Data shown:

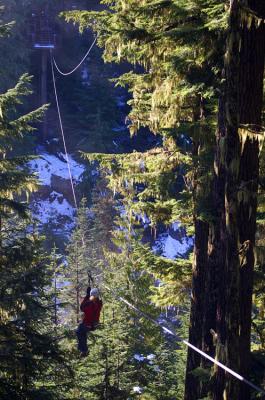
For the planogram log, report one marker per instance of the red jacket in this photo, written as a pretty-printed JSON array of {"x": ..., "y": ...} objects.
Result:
[{"x": 91, "y": 309}]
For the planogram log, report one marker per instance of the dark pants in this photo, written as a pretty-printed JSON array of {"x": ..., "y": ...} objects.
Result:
[{"x": 81, "y": 334}]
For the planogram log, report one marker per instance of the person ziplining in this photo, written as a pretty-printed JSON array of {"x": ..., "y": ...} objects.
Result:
[
  {"x": 92, "y": 304},
  {"x": 91, "y": 307}
]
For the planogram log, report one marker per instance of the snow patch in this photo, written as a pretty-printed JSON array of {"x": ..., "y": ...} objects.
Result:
[
  {"x": 55, "y": 210},
  {"x": 170, "y": 247},
  {"x": 48, "y": 165}
]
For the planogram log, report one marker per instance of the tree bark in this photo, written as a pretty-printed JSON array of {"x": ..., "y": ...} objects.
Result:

Stated goal: Copy out, unchanged, everything from the line containing "of the tree" down to the end of the items above.

Expected answer:
For the planogram log, report one marker per instance of the tree bark in this photo, written as a pretty-printed JSON array of {"x": ..., "y": ...} objects.
Result:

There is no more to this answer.